• **EXERCISE AIM**
Reproduce every line of the listing from the line with "target: small cactus offshoot" through the end of the listing, including the request lines, but scale each coordinate in the answer outlines by 1.95 and round it to a whole number, with halves rounded up. Output only those lines.

(Segmentation labeling listing)
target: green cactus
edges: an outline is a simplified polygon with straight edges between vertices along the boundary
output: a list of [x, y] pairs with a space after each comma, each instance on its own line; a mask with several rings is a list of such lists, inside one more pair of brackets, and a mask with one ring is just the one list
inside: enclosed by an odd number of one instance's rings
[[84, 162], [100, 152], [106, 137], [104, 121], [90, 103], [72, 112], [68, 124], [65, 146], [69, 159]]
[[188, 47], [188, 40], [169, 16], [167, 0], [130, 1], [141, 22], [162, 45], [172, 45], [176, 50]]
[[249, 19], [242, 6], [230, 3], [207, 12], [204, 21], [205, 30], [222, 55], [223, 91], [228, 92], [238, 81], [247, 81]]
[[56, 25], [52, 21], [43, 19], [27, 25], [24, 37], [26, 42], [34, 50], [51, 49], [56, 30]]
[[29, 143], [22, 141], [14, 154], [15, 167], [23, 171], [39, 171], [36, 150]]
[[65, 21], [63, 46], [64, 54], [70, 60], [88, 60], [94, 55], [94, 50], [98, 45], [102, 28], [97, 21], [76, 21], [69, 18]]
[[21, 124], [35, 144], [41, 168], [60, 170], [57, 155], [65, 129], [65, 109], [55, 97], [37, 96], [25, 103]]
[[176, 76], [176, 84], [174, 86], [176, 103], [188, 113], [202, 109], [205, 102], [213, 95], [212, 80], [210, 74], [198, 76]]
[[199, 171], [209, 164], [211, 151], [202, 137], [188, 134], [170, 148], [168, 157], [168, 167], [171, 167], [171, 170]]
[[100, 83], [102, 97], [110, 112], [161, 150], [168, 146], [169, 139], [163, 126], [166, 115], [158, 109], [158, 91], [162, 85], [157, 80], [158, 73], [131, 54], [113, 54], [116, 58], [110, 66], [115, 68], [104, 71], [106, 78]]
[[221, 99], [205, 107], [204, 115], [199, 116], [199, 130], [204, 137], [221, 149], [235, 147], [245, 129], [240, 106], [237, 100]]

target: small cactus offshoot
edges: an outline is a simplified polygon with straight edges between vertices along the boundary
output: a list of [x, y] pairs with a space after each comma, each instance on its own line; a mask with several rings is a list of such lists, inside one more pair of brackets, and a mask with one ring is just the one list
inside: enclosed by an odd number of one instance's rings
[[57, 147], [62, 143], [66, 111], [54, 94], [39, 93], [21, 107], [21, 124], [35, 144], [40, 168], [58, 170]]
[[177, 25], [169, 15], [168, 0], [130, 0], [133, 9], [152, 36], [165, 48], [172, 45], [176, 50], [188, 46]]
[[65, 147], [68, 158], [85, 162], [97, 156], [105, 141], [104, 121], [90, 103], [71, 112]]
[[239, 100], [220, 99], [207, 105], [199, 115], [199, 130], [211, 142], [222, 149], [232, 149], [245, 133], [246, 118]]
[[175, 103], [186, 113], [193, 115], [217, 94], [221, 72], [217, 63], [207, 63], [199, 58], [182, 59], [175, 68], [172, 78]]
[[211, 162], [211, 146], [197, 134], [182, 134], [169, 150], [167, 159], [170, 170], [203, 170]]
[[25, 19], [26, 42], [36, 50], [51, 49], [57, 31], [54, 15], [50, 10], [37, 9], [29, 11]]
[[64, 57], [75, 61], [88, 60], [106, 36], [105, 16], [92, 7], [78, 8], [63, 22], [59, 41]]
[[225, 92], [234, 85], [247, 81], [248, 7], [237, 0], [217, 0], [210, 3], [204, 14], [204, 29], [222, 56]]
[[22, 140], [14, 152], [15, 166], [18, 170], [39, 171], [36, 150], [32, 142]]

• **COMPLETED TASK**
target: small cactus offshoot
edges: an outline is a simplified polygon with straight edges between vertices along the boundary
output: a list of [x, y] pairs with a space after each comma, each instance on its own line; a mask with several rings is a list of such lists, inside one more pair of brackets, and a mask with one ring is just the one list
inside: enclosed by an odd number of one instance's rings
[[111, 287], [121, 279], [129, 216], [105, 183], [76, 181], [41, 209], [41, 242], [68, 281], [78, 328], [113, 332]]
[[345, 49], [330, 29], [328, 0], [254, 0], [259, 18], [296, 70], [322, 94], [335, 88], [343, 98], [367, 90]]
[[127, 287], [133, 308], [166, 316], [189, 304], [205, 275], [203, 236], [176, 201], [138, 218]]
[[466, 195], [429, 193], [404, 205], [388, 224], [388, 254], [411, 277], [433, 291], [452, 291], [478, 259], [480, 230]]
[[341, 201], [363, 220], [376, 224], [423, 183], [431, 140], [423, 123], [404, 123], [388, 113], [355, 115], [341, 133], [335, 152]]
[[411, 316], [411, 285], [384, 261], [355, 261], [330, 293], [326, 310], [332, 332], [396, 332]]
[[49, 37], [51, 82], [70, 98], [99, 96], [111, 60], [105, 29], [98, 20], [72, 18], [57, 21]]
[[125, 111], [146, 119], [172, 117], [207, 70], [205, 31], [179, 14], [152, 16], [123, 43], [115, 80]]
[[439, 179], [456, 166], [482, 158], [484, 14], [462, 0], [423, 0], [410, 6], [398, 27], [398, 57], [433, 109]]
[[43, 273], [27, 296], [29, 324], [35, 332], [76, 333], [70, 293], [62, 277]]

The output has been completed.